Stated exercise 1 -
Write out the Kunduz news report below, word for word.

US airstrikes back Afghanistan’s push to retake city from Taliban
U.S. airstrikes hit Taliban positions overnight around a key northern city seized by insurgents this week as Afghan troops massed on the ground Wednesday ahead of what is likely to be a protracted battle to retake Kunduz.
But in a setback to Afghan troop efforts, the Taliban forced government troops to retreat from an ancient hilltop fortress overlooking Kunduz on Wednesday, giving the insurgents a vantage point over the city.
Overnight, there was fierce fighting for control of Kunduz’s airport, a few kilometers outside the city, before the Taliban retreated under fire, several residents said. The airport remained in Afghan government hands.
Taliban fighters were also gearing for the long fight and were seen planting bombs and mining roads in and out of the city on Wednesday to slow down Afghan forces.
U. S. Army spokesman, Col. Brian Tribus, said there were two new airstrikes and that U.S. and NATO coalition advisers, including special forces were at the scene “in the Kunduz area, advising Afghan security forces.”
A lawmaker from Kunduz, Malim Chari, told The Associated Press that the fortress of Bala Hissar fell early in the afternoon on Wednesday. The structure dates back to pre-Christian times when the region was part of the Achaemenid Empire, founded by Persian King Cyrus the Great.
The Afghan army had used the fortress as a security post.
The Taliban captured Kunduz, a city of 300,000 people, on Monday. It was the first major urban area they seized since the 2001 U. S.- led invasion ousted their extremist regime.

Stated exercise 2 -
Give again, word for word, the lines of the records below, starting with the line that contains "Task grounding request — locate the blurred foliage" and going on through the end of the records.

Raw data -
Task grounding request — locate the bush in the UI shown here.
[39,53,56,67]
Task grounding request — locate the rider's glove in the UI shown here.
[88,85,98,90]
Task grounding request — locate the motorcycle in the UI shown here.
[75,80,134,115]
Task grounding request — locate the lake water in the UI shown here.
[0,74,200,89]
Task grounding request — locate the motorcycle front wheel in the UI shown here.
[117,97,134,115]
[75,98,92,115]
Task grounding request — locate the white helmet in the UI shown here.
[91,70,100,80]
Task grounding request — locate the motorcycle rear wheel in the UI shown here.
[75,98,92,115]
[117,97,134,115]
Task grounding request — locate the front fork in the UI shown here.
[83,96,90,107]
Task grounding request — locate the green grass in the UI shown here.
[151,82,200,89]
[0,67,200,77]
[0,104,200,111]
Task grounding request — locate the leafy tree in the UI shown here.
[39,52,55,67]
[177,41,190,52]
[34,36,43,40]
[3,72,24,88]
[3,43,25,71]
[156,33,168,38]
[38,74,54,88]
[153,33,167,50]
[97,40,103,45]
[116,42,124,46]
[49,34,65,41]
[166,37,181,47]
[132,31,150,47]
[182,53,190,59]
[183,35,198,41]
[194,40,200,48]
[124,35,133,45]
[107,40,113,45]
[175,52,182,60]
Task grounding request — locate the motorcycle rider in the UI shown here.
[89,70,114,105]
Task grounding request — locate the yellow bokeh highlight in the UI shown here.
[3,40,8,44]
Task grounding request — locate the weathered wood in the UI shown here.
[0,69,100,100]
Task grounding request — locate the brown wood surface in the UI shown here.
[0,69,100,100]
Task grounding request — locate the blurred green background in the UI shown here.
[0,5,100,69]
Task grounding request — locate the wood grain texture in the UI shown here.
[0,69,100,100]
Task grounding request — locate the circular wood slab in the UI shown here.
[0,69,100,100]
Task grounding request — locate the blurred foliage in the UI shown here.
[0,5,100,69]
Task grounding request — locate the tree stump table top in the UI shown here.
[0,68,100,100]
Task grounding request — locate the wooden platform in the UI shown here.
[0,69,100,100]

Written response 1 -
US airstrikes back Afghanistan’s push to retake city from Taliban
U.S. airstrikes hit Taliban positions overnight around a key northern city seized by insurgents this week as Afghan troops massed on the ground Wednesday ahead of what is likely to be a protracted battle to retake Kunduz.
But in a setback to Afghan troop efforts, the Taliban forced government troops to retreat from an ancient hilltop fortress overlooking Kunduz on Wednesday, giving the insurgents a vantage point over the city.
Overnight, there was fierce fighting for control of Kunduz’s airport, a few kilometers outside the city, before the Taliban retreated under fire, several residents said. The airport remained in Afghan government hands.
Taliban fighters were also gearing for the long fight and were seen planting bombs and mining roads in and out of the city on Wednesday to slow down Afghan forces.
U. S. Army spokesman, Col. Brian Tribus, said there were two new airstrikes and that U.S. and NATO coalition advisers, including special forces were at the scene “in the Kunduz area, advising Afghan security forces.”
A lawmaker from Kunduz, Malim Chari, told The Associated Press that the fortress of Bala Hissar fell early in the afternoon on Wednesday. The structure dates back to pre-Christian times when the region was part of the Achaemenid Empire, founded by Persian King Cyrus the Great.
The Afghan army had used the fortress as a security post.
The Taliban captured Kunduz, a city of 300,000 people, on Monday. It was the first major urban area they seized since the 2001 U. S.- led invasion ousted their extremist regime.

Written response 2 -
Task grounding request — locate the blurred foliage in the UI shown here.
[0,5,100,69]
Task grounding request — locate the tree stump table top in the UI shown here.
[0,68,100,100]
Task grounding request — locate the wooden platform in the UI shown here.
[0,69,100,100]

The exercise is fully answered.